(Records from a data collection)
[BEGIN]

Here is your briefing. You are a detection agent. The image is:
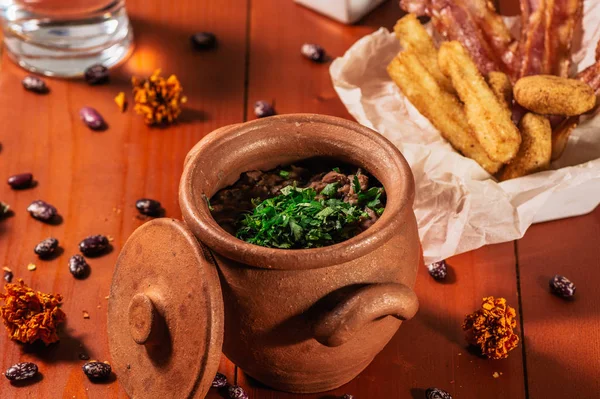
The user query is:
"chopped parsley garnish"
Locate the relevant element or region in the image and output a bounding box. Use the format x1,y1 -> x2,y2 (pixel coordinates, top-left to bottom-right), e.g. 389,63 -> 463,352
236,179 -> 384,249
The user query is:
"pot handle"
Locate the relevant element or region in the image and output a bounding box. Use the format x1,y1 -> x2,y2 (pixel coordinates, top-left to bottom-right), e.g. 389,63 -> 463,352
313,283 -> 419,347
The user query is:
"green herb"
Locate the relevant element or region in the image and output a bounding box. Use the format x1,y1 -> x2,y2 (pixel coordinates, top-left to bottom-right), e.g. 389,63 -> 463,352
236,183 -> 368,248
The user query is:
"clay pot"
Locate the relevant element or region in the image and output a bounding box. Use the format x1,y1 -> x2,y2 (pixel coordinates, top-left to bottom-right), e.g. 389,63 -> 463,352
109,115 -> 420,397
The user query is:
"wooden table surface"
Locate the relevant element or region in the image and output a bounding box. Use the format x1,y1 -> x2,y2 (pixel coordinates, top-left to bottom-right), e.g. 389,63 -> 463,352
0,0 -> 600,399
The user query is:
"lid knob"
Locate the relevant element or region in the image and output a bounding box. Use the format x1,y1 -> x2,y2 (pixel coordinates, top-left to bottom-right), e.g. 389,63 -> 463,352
129,293 -> 164,345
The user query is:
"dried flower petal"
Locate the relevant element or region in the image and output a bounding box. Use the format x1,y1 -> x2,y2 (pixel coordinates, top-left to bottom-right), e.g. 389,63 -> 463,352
131,69 -> 187,125
0,279 -> 66,345
462,296 -> 519,359
115,92 -> 127,112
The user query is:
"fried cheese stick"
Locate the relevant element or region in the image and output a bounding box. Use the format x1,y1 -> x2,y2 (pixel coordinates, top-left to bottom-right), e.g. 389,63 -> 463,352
394,14 -> 456,94
438,41 -> 521,163
387,50 -> 502,174
499,113 -> 552,181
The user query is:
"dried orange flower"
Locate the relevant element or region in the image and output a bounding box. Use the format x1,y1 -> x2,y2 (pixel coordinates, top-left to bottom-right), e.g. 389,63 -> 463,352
462,296 -> 519,359
0,279 -> 66,345
131,69 -> 187,125
115,91 -> 127,112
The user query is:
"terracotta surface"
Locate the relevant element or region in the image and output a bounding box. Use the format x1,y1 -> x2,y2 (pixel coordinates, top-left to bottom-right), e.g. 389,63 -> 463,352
0,0 -> 600,399
177,114 -> 420,392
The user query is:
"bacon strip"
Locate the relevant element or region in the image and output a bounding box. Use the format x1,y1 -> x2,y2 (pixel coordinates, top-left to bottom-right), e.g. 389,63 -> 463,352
519,0 -> 583,77
400,0 -> 518,77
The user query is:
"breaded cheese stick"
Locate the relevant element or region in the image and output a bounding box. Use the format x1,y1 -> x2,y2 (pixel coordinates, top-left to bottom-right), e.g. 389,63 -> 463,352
387,50 -> 502,174
394,14 -> 455,93
500,113 -> 552,180
438,41 -> 521,163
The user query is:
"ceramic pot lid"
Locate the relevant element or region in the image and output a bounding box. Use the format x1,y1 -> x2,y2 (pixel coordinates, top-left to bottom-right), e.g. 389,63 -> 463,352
108,219 -> 224,399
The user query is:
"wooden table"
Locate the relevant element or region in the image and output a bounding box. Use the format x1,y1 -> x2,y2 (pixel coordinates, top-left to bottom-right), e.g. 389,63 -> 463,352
0,0 -> 600,399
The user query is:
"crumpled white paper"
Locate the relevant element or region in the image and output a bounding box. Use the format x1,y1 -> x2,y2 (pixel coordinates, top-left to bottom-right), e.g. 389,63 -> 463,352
330,0 -> 600,264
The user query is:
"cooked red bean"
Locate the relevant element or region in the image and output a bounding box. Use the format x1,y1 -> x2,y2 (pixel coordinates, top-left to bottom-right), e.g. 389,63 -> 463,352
254,100 -> 275,118
79,107 -> 106,130
27,200 -> 58,222
69,254 -> 90,279
135,198 -> 162,216
8,173 -> 33,190
33,237 -> 58,258
4,362 -> 38,381
21,75 -> 48,94
79,234 -> 110,256
82,360 -> 112,381
190,32 -> 217,50
300,43 -> 325,62
83,64 -> 109,85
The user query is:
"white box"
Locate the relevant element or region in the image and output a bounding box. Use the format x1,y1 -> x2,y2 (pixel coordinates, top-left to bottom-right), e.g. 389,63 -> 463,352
294,0 -> 385,24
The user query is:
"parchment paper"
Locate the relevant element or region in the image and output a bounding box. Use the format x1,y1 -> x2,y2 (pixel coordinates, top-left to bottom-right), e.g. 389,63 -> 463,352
330,0 -> 600,264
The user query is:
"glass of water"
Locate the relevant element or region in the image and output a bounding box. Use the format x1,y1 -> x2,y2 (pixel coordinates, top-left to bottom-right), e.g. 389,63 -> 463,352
0,0 -> 133,77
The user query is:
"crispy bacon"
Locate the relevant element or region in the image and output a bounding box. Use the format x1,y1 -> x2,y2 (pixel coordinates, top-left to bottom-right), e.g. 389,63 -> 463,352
518,0 -> 583,77
400,0 -> 518,77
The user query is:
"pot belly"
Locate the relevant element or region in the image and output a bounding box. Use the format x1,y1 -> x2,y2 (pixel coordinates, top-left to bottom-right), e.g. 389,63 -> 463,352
215,223 -> 420,393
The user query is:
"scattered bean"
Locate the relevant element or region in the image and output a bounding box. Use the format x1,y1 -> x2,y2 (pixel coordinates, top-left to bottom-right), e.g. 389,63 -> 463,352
21,75 -> 48,94
8,173 -> 33,190
27,200 -> 58,222
33,237 -> 58,258
82,360 -> 112,381
425,388 -> 452,399
135,198 -> 162,216
4,362 -> 38,381
79,107 -> 106,130
550,274 -> 575,298
227,385 -> 248,399
83,64 -> 109,85
79,234 -> 110,256
300,43 -> 325,62
69,254 -> 90,279
427,260 -> 448,280
0,202 -> 10,219
212,373 -> 227,388
254,100 -> 275,118
190,32 -> 217,50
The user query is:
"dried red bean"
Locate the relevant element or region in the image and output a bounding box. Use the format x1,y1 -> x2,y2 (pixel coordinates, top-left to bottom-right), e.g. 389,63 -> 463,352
27,200 -> 58,222
79,107 -> 106,130
227,385 -> 248,399
21,75 -> 48,94
79,234 -> 110,256
300,43 -> 325,62
425,388 -> 452,399
0,202 -> 10,219
254,100 -> 275,118
427,260 -> 448,280
212,373 -> 227,388
8,173 -> 33,190
83,64 -> 109,85
4,362 -> 38,381
33,237 -> 58,258
69,254 -> 90,279
190,32 -> 217,50
550,274 -> 575,298
82,360 -> 112,381
135,198 -> 162,216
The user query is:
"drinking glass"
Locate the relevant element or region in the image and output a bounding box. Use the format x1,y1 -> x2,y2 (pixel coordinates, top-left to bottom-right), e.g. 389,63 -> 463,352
0,0 -> 133,77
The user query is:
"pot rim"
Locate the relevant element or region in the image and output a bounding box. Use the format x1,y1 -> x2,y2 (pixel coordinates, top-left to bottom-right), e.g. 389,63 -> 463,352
179,114 -> 415,270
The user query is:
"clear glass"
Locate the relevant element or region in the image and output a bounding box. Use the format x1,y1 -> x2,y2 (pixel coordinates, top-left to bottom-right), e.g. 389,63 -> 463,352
0,0 -> 133,77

[END]

**Given instruction:** Identify every line in the data above that contains the string "glass", and copy each one in full. Matching is case-sensitive.

**Answer to this exercise:**
"glass of water"
"drinking glass"
"clear glass"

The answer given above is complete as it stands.